AIM OF THE EXERCISE:
Please copy the lines of the listing below exactly, from the line containing "Would you be able to mark the terracotta" through the end of the listing, both ends included.

SUPPLIED MATERIAL:
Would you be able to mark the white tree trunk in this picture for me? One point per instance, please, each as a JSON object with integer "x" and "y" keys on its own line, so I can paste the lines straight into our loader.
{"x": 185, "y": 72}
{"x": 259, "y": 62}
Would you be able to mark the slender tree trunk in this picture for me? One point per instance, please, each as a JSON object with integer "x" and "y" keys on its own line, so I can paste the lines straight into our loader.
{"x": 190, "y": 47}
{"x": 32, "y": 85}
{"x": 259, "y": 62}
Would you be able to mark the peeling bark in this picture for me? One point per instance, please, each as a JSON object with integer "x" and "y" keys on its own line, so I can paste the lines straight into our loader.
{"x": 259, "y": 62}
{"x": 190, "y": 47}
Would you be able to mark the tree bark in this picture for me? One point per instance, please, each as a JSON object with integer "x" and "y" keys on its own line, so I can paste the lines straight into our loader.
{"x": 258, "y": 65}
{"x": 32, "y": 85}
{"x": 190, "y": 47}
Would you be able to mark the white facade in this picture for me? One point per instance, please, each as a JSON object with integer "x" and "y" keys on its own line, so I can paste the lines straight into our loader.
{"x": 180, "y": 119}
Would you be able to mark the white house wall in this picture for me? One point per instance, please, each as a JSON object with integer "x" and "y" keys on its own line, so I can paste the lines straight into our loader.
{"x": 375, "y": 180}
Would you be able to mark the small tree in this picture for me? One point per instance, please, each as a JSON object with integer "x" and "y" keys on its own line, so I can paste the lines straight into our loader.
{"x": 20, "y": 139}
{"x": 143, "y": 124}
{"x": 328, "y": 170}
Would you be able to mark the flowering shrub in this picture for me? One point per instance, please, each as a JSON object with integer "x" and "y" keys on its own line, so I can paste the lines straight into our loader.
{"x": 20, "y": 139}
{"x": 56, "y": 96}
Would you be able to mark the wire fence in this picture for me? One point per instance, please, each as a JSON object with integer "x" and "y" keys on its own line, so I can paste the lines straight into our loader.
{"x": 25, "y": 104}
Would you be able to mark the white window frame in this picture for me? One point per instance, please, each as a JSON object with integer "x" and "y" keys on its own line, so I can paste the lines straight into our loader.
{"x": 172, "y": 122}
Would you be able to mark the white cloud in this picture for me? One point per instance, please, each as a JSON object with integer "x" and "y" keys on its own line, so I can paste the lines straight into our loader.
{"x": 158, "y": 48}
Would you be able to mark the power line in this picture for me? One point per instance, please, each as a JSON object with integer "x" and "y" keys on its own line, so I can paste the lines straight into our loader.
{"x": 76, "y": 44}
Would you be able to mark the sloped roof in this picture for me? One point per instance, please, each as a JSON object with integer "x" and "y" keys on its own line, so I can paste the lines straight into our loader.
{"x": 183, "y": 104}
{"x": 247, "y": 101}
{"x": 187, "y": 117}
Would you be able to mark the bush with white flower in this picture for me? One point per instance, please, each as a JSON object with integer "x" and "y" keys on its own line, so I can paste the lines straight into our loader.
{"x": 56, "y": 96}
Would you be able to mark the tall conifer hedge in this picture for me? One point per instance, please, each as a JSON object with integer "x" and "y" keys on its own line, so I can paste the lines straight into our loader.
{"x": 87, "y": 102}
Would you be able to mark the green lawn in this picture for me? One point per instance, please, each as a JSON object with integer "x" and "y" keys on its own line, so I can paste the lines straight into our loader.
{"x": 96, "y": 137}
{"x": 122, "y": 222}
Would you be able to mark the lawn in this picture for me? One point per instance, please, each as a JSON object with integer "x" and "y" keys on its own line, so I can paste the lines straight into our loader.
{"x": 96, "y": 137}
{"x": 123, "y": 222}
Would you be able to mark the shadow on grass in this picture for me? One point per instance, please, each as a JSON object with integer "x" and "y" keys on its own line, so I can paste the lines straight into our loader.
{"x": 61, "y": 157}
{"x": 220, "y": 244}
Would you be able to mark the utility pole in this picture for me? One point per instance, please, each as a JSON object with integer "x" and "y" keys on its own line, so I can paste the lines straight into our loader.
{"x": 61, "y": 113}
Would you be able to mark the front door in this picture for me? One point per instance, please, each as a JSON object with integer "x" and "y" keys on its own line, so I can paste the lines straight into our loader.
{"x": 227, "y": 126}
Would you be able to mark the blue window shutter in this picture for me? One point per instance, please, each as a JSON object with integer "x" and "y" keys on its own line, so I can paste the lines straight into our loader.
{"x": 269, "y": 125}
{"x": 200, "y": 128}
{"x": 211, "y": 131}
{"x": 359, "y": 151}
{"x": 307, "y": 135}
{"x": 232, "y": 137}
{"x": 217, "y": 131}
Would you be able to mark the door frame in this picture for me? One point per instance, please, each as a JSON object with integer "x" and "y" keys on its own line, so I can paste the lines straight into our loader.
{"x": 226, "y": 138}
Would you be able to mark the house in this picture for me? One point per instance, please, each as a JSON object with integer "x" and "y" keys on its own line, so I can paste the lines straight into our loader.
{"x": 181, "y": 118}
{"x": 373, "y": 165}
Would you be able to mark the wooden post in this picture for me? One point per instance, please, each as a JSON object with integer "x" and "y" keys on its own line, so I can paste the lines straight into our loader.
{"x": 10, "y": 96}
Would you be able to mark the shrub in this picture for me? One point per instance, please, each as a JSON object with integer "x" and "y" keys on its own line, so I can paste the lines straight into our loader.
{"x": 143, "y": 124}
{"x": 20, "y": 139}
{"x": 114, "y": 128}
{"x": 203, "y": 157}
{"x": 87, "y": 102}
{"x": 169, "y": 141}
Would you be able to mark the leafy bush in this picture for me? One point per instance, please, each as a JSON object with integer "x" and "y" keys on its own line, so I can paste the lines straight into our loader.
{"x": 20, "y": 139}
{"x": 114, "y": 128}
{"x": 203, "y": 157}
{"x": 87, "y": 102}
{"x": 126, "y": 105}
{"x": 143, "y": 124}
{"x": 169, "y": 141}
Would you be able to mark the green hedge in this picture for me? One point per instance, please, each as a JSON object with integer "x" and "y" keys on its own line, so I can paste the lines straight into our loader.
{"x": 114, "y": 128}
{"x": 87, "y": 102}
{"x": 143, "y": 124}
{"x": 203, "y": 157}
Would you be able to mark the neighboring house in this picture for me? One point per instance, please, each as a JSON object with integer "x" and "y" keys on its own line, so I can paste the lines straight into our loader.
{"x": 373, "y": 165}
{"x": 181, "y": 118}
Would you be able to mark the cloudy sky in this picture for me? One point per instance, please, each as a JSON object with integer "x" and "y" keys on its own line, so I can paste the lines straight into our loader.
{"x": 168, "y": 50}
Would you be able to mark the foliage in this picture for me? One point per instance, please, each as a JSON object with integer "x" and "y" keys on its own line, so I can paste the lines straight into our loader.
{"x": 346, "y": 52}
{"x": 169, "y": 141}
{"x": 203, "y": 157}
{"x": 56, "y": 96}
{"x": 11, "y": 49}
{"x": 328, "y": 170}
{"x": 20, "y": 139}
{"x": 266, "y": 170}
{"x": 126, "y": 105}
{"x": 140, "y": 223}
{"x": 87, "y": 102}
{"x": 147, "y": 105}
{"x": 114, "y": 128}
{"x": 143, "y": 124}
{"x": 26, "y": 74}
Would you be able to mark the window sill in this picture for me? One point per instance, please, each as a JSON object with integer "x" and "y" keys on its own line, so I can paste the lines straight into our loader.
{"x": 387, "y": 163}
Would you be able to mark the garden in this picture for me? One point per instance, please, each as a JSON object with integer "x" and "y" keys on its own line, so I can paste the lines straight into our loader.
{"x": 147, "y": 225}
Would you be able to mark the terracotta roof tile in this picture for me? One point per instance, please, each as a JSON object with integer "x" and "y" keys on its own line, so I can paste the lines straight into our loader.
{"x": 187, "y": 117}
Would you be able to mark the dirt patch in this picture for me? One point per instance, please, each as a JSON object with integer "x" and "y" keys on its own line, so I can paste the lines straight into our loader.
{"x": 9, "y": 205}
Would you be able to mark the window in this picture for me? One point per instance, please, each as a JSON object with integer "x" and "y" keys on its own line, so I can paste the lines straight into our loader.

FULL OUTPUT:
Would you be able to mark the terracotta roof tile in this picture for me? One point per instance, please, each as a JSON object with integer "x" and "y" keys on its own line, so I can paste the lines straight into our loader.
{"x": 187, "y": 117}
Would you be able to mark the dirt patch in this picture for me? One point per instance, please, each as a JSON object with integer "x" and "y" keys on its own line, so I can paste the lines straight into our loader.
{"x": 9, "y": 205}
Would you be able to mark the window in this picture for me? One point per instance, please, each as a JSON object with integer "x" and "y" keys on its own line, so I can paste the lines straight into our loader.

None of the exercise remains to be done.